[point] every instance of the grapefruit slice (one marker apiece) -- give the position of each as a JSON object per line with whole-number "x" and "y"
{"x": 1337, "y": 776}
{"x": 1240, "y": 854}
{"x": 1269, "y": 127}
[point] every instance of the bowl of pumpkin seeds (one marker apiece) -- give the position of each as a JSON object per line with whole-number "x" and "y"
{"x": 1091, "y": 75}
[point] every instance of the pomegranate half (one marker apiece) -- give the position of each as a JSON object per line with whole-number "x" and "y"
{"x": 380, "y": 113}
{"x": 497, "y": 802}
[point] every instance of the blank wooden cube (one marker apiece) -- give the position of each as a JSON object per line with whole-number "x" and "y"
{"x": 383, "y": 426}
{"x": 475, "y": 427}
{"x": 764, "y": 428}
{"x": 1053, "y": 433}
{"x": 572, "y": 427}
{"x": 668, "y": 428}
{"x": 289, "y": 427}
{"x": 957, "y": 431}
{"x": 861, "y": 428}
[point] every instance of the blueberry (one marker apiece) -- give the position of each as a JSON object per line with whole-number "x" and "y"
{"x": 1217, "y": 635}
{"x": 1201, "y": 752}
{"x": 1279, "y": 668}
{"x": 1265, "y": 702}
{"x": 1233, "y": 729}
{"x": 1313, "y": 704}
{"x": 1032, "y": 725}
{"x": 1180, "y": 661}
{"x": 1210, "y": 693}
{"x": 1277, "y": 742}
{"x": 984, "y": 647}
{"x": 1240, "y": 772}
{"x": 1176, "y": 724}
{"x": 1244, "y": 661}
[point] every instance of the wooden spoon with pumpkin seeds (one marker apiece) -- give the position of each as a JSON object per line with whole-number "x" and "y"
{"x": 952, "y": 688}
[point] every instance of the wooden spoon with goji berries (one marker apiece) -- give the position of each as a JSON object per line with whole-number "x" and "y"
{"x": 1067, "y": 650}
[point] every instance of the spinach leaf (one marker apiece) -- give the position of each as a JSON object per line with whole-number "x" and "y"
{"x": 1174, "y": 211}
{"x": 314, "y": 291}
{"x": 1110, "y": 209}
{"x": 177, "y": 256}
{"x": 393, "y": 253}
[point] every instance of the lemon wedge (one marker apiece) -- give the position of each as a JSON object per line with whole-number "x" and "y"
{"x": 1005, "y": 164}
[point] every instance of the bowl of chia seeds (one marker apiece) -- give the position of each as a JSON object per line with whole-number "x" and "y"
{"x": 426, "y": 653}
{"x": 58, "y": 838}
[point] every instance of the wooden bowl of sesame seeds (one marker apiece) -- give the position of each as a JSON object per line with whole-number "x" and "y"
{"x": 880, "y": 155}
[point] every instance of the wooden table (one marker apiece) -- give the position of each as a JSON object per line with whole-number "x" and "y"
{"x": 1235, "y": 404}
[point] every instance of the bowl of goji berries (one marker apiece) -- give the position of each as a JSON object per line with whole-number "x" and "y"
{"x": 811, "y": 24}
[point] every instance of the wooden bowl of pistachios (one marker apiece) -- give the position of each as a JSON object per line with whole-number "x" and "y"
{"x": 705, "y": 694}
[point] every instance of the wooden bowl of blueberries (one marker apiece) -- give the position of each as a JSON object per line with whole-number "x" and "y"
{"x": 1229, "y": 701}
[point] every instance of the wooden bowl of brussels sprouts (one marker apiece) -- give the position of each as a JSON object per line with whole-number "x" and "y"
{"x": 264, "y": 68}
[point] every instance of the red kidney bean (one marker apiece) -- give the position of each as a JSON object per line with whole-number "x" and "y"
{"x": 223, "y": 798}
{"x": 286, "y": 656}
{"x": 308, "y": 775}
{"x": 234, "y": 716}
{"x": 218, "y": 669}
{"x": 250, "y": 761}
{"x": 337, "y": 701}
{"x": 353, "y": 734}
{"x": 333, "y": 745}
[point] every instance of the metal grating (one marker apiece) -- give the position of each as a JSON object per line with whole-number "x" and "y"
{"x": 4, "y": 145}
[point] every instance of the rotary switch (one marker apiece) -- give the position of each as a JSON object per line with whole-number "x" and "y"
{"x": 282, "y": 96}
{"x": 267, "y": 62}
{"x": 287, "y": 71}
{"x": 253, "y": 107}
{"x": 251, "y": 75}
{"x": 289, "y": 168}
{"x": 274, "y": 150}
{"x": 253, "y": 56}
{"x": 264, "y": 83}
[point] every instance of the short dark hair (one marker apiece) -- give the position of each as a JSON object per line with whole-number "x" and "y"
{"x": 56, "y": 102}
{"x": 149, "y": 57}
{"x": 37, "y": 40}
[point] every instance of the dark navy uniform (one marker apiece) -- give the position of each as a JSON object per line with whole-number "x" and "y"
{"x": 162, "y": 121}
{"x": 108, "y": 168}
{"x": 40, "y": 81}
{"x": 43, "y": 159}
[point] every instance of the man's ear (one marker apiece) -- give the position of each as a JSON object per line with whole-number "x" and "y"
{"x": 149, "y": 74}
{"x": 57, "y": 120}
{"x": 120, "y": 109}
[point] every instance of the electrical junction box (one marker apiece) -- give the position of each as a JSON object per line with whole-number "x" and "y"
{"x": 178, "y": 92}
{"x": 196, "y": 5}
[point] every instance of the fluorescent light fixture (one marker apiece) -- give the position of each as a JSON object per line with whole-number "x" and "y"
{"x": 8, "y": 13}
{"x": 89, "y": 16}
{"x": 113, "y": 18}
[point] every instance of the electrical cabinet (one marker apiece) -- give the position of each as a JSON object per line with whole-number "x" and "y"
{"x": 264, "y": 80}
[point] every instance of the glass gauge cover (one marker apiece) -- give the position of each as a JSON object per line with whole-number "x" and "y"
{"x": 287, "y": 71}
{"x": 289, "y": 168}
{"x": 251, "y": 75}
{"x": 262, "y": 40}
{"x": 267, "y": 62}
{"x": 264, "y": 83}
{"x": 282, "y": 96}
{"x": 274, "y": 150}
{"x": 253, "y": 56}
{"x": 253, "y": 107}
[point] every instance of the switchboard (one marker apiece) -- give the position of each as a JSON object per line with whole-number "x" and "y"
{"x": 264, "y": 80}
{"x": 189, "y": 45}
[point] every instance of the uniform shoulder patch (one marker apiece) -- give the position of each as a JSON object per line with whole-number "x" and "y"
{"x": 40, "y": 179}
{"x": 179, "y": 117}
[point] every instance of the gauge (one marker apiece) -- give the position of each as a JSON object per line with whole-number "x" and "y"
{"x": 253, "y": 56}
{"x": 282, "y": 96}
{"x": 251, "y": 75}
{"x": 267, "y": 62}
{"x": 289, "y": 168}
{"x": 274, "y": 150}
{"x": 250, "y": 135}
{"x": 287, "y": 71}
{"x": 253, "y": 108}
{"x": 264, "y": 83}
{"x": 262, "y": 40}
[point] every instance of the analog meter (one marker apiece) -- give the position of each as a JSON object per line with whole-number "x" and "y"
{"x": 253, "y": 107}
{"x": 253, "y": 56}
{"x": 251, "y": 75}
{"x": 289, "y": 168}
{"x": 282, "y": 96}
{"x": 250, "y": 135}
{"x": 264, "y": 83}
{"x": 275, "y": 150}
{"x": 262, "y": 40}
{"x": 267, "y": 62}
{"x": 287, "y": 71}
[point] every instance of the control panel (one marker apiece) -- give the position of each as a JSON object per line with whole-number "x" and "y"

◆ ◆ ◆

#### [Task prompt]
Convert every row above into a JSON list of strings, with one string for each line and no blank lines.

#### [Exercise solution]
[
  "[point] every instance of the grapefruit slice (one marker apiece) -- give the position of each as a JSON object per line with whole-number \"x\" and \"y\"",
  "{\"x\": 1337, \"y\": 776}",
  "{\"x\": 1240, \"y\": 854}",
  "{\"x\": 1269, \"y\": 127}",
  "[point] every instance of the bowl of pumpkin seeds (one marker apiece) -- give the position of each as a JSON object per line with whole-number \"x\" and \"y\"",
  "{\"x\": 1091, \"y\": 75}",
  "[point] every instance of the pomegranate half (one marker apiece) -- give the position of each as a JSON object per line with whole-number \"x\" and \"y\"",
  "{\"x\": 380, \"y\": 113}",
  "{\"x\": 497, \"y\": 802}",
  "[point] every instance of the blank wooden cube (one marker apiece) -- give the position of each as a JSON object per line with whole-number \"x\" and \"y\"",
  "{\"x\": 383, \"y\": 426}",
  "{\"x\": 475, \"y\": 427}",
  "{\"x\": 764, \"y\": 428}",
  "{\"x\": 1053, \"y\": 433}",
  "{\"x\": 572, \"y\": 427}",
  "{\"x\": 668, \"y\": 428}",
  "{\"x\": 289, \"y\": 427}",
  "{\"x\": 957, \"y\": 431}",
  "{\"x\": 861, \"y\": 428}",
  "[point] every instance of the blueberry (one marker apiece) -- give the position of each as a JSON object per line with whole-number \"x\" and \"y\"",
  "{\"x\": 1217, \"y\": 635}",
  "{\"x\": 1201, \"y\": 752}",
  "{\"x\": 1279, \"y\": 668}",
  "{\"x\": 1265, \"y\": 702}",
  "{\"x\": 1233, \"y\": 729}",
  "{\"x\": 1313, \"y\": 704}",
  "{\"x\": 1032, \"y\": 725}",
  "{\"x\": 1180, \"y\": 661}",
  "{\"x\": 1210, \"y\": 693}",
  "{\"x\": 1277, \"y\": 742}",
  "{\"x\": 984, \"y\": 647}",
  "{\"x\": 1240, \"y\": 772}",
  "{\"x\": 1176, \"y\": 724}",
  "{\"x\": 1244, \"y\": 661}",
  "[point] every instance of the wooden spoon with pumpkin seeds (one marker apiece) -- give the position of each as a JSON object per line with whole-number \"x\" and \"y\"",
  "{\"x\": 952, \"y\": 688}",
  "[point] every instance of the wooden spoon with goji berries (one marker apiece) -- give the position of each as a JSON object per line with whole-number \"x\" and \"y\"",
  "{\"x\": 1067, \"y\": 650}",
  "[point] every instance of the spinach leaf (one marker apiece) -- give the position of each as a JSON object per line with whole-number \"x\" and \"y\"",
  "{\"x\": 1174, \"y\": 211}",
  "{\"x\": 314, \"y\": 291}",
  "{\"x\": 1110, \"y\": 209}",
  "{\"x\": 177, \"y\": 256}",
  "{\"x\": 393, \"y\": 253}",
  "[point] every instance of the lemon wedge (one marker apiece) -- give the position of each as a JSON object per line with whole-number \"x\" and \"y\"",
  "{\"x\": 1005, \"y\": 164}",
  "[point] every instance of the bowl of chia seeds (one marker apiece) -- give the position of each as a JSON object per line with whole-number \"x\" and \"y\"",
  "{\"x\": 426, \"y\": 653}",
  "{\"x\": 58, \"y\": 838}",
  "[point] every instance of the wooden bowl of sesame seeds (one marker apiece) -- give the position of each as a JSON object per line with whole-number \"x\" and \"y\"",
  "{\"x\": 880, \"y\": 155}",
  "[point] every instance of the wooden table (one marker apiece) -- give the position of each as a JSON object per line with whole-number \"x\" and \"y\"",
  "{\"x\": 1235, \"y\": 404}",
  "[point] every instance of the bowl of goji berries (one marker apiece) -- give the position of each as a JSON object per line with whole-number \"x\" and \"y\"",
  "{\"x\": 811, \"y\": 24}",
  "[point] every instance of the wooden bowl of pistachios (one marker apiece) -- give the position of each as a JSON object per line with whole-number \"x\" and \"y\"",
  "{\"x\": 705, \"y\": 694}",
  "[point] every instance of the wooden bowl of blueberries (one marker apiece) -- give the position of each as a JSON object per line with whole-number \"x\" and \"y\"",
  "{\"x\": 1229, \"y\": 701}",
  "[point] every instance of the wooden bowl of brussels sprouts (one marker apiece) -- give the position of each as a JSON object per line with whole-number \"x\" and \"y\"",
  "{\"x\": 264, \"y\": 68}",
  "[point] every instance of the red kidney bean (one marker apiece) -- give the position of each as a JSON object per line with whole-number \"x\" and \"y\"",
  "{\"x\": 223, \"y\": 798}",
  "{\"x\": 286, \"y\": 656}",
  "{\"x\": 308, \"y\": 775}",
  "{\"x\": 234, \"y\": 716}",
  "{\"x\": 218, \"y\": 669}",
  "{\"x\": 250, \"y\": 761}",
  "{\"x\": 337, \"y\": 701}",
  "{\"x\": 353, \"y\": 734}",
  "{\"x\": 333, \"y\": 745}",
  "[point] every instance of the metal grating (one marker apiece) -- give the position of each as a JSON object per line with whole-number \"x\" and \"y\"",
  "{\"x\": 4, \"y\": 145}",
  "[point] every instance of the rotary switch (one marker apiece) -- give the position of each as a JSON object per line with whole-number \"x\" and \"y\"",
  "{\"x\": 282, \"y\": 96}",
  "{\"x\": 267, \"y\": 62}",
  "{\"x\": 287, \"y\": 71}",
  "{\"x\": 253, \"y\": 107}",
  "{\"x\": 251, \"y\": 75}",
  "{\"x\": 289, \"y\": 168}",
  "{\"x\": 274, \"y\": 150}",
  "{\"x\": 253, \"y\": 56}",
  "{\"x\": 264, \"y\": 83}",
  "[point] every instance of the short dark hair (one marker apiece) -- give the position of each as a JSON object per line with whole-number \"x\" and \"y\"",
  "{\"x\": 56, \"y\": 102}",
  "{\"x\": 149, \"y\": 57}",
  "{\"x\": 37, \"y\": 40}",
  "[point] every instance of the dark navy uniform (one marker apiece) -- give the position of each as a JSON object per line with whole-number \"x\" and \"y\"",
  "{\"x\": 162, \"y\": 121}",
  "{\"x\": 108, \"y\": 168}",
  "{\"x\": 40, \"y\": 81}",
  "{\"x\": 43, \"y\": 159}",
  "[point] every instance of the man's ear (one marker apiece) -- give the position of each as a JSON object per line with whole-number \"x\" and \"y\"",
  "{\"x\": 149, \"y\": 74}",
  "{\"x\": 57, \"y\": 120}",
  "{\"x\": 120, \"y\": 109}",
  "[point] every instance of the electrical junction box (one marker apiece) -- give the position of each as a JSON object per line with whole-number \"x\" and \"y\"",
  "{\"x\": 178, \"y\": 92}",
  "{\"x\": 196, \"y\": 5}",
  "[point] every instance of the fluorescent light fixture (one marker apiece) -- give the position of each as a JSON object per line with whole-number \"x\" and \"y\"",
  "{\"x\": 8, \"y\": 13}",
  "{\"x\": 89, \"y\": 16}",
  "{\"x\": 113, \"y\": 18}",
  "[point] every instance of the electrical cabinet (one marker apiece) -- give the position of each as a JSON object per line with whole-number \"x\" and \"y\"",
  "{\"x\": 264, \"y\": 80}",
  "[point] every instance of the glass gauge cover (one marker apiece) -- give the position of each as a JSON object per line with whole-number \"x\" and \"y\"",
  "{\"x\": 287, \"y\": 71}",
  "{\"x\": 289, \"y\": 168}",
  "{\"x\": 251, \"y\": 75}",
  "{\"x\": 262, \"y\": 40}",
  "{\"x\": 267, \"y\": 62}",
  "{\"x\": 264, \"y\": 83}",
  "{\"x\": 282, \"y\": 96}",
  "{\"x\": 274, \"y\": 150}",
  "{\"x\": 253, \"y\": 56}",
  "{\"x\": 253, \"y\": 107}",
  "[point] every instance of the switchboard (one marker apiece) -- give the position of each as a JSON object per line with whole-number \"x\" and \"y\"",
  "{\"x\": 264, \"y\": 80}",
  "{\"x\": 189, \"y\": 45}",
  "[point] every instance of the uniform shoulder patch (one marker apiece) -- give the position of each as a JSON object per line with whole-number \"x\" and \"y\"",
  "{\"x\": 40, \"y\": 179}",
  "{\"x\": 179, \"y\": 117}",
  "[point] every instance of the gauge (one marker apiece) -- give the position of each as a JSON object per line with whole-number \"x\" and \"y\"",
  "{\"x\": 253, \"y\": 56}",
  "{\"x\": 282, \"y\": 96}",
  "{\"x\": 251, \"y\": 75}",
  "{\"x\": 267, \"y\": 62}",
  "{\"x\": 289, \"y\": 168}",
  "{\"x\": 274, \"y\": 150}",
  "{\"x\": 250, \"y\": 135}",
  "{\"x\": 287, \"y\": 71}",
  "{\"x\": 253, \"y\": 108}",
  "{\"x\": 264, \"y\": 83}",
  "{\"x\": 262, \"y\": 40}",
  "[point] every instance of the analog meter (one marker apiece) -- give the position of each as a JSON object per line with whole-number \"x\" and \"y\"",
  "{\"x\": 253, \"y\": 107}",
  "{\"x\": 253, \"y\": 56}",
  "{\"x\": 251, \"y\": 75}",
  "{\"x\": 289, \"y\": 168}",
  "{\"x\": 282, \"y\": 96}",
  "{\"x\": 250, \"y\": 135}",
  "{\"x\": 264, \"y\": 83}",
  "{\"x\": 275, \"y\": 150}",
  "{\"x\": 262, \"y\": 40}",
  "{\"x\": 267, \"y\": 62}",
  "{\"x\": 287, \"y\": 71}",
  "[point] every instance of the control panel (one marker apiece) -- give the position of each as a JSON object per line with whole-number \"x\" and \"y\""
]